» Requirement A:
In the listing below, copy out the lines that begin at the line containing "I need to find the stone" and end after the line containing "[[573, 744, 688, 820]]", including both of those lines.

» Reading text:
+ + + + +

Yeah, Husqvarna. In an otherwise decent line-up of OPE, their snowblowers, well, ... blow.

You should also know that Craftsman, Troy-Bilt, Yard Machine, and Cub Cadet machines are all built by MTD. They also are not my first pick for snowblowers. I HATE that segmented auger flight design. Seen too many of them chew themselves to a piece of twisted metal.

Simplicity, Snapper and recent John Deere snowblowers are built by Briggs and Stratton with the exception of the Simplicity Pro line. Not bad machines but very little stands out on them. As of 2012 Deere is out of the snowblower game.

"Compact" 2 stage units have attractive price tags but are not going to perform like a full-size unit in the wet heavy snow on the end of your driveway.

Any chance you have a lawn/garden tractor? Tractor mount blowers are awesome for EOD snow and will be even easier on your back.


----------



## ironpony (Oct 23, 2012)

No input on what to buy, just a safety concern. ALWAYS shut down the machine before doing anything to it, I know it seems simple but we get in a rush and do things we should not.
lots of missing body parts out there, live in a farming area and see it all the time.
be careful


----------



## jebatty (Oct 23, 2012)

Hire a budding entrepeneur to do your snow clearing. Why shell out a grand or more for a machine to sit in your garage not being used most of the year, and sometime not even used much in the winter?


----------



## ColdNH (Oct 23, 2012)

jebatty said:


> Hire a budding entrepeneur to do your snow clearing. Why shell out a grand or more for a machine to sit in your garage not being used most of the year, and sometime not even used much in the winter?


 
well that depends on how much snow one recieves. A 1000$ snowblower will pay for its self in 4 years if your paying 25$ a shot to have your driveway cleaned 10 times a year. granted I only used my snowblower 3 times last year,  but in the previous 3 years I probably averaged 12 times a year. On top of that im guess its goign to cost at least 35$ a shot to get my driveway plowed  (if not more) and then Im at the mercy of waiting for the plow guy to show up. Lastly, Im goign to have huge snow banks and a shrinking driveway as the winter goes on. For those of us that actually get a decent amount of snow and have a decently long driveway it makes sense to have a good blower or tractor. Seeing that your from Minnesota, I have to wonder if you have a small driveway as im sure you get alot of snow there?

+ + + + +

» Exercise data:

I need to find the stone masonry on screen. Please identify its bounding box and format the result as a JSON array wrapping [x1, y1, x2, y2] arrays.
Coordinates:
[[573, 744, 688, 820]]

+ + + + +

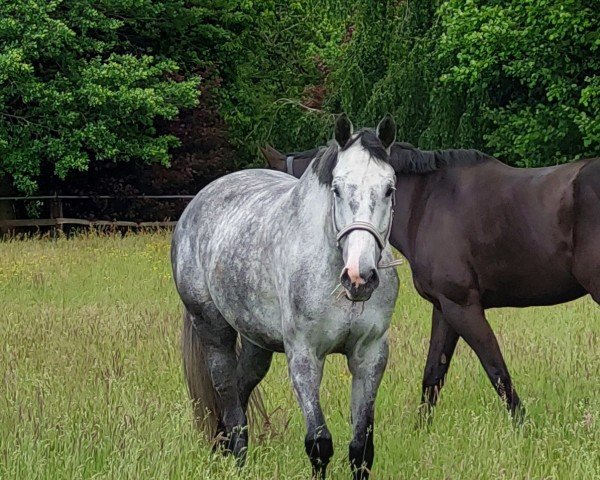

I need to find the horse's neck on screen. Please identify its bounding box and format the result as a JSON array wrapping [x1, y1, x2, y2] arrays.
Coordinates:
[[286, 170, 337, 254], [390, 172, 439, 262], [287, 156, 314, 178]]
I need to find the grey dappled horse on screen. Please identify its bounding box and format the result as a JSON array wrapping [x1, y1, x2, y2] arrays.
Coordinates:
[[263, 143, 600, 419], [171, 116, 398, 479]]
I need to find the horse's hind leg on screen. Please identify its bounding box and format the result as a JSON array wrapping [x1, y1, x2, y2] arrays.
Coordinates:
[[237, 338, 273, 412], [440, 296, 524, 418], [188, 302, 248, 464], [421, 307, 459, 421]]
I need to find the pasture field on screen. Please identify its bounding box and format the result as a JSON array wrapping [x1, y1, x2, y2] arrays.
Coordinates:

+ + + + +

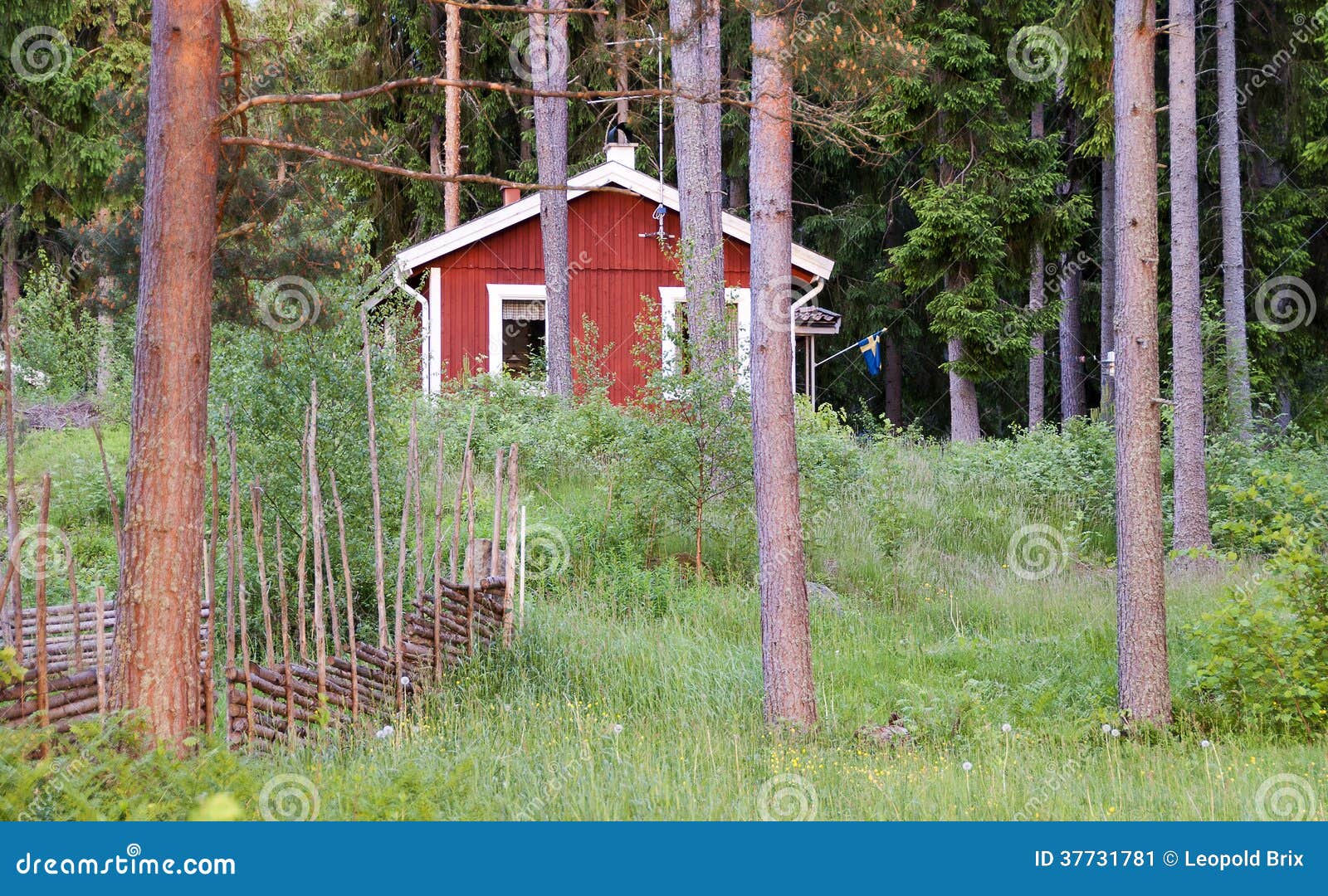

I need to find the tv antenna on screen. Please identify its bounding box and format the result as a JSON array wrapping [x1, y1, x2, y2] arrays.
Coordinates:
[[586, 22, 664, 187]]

+ + + + +

» Requirement B:
According to the snowblower thread, which company builds the Craftsman, Troy-Bilt, Yard Machine, and Cub Cadet machines?

» Worked answer A:
I need to find the stone masonry on screen. Please identify its bounding box and format the result as a JSON array wrapping [x1, y1, x2, y2] arrays.
Coordinates:
[[573, 744, 688, 820]]

» Worked answer B:
MTD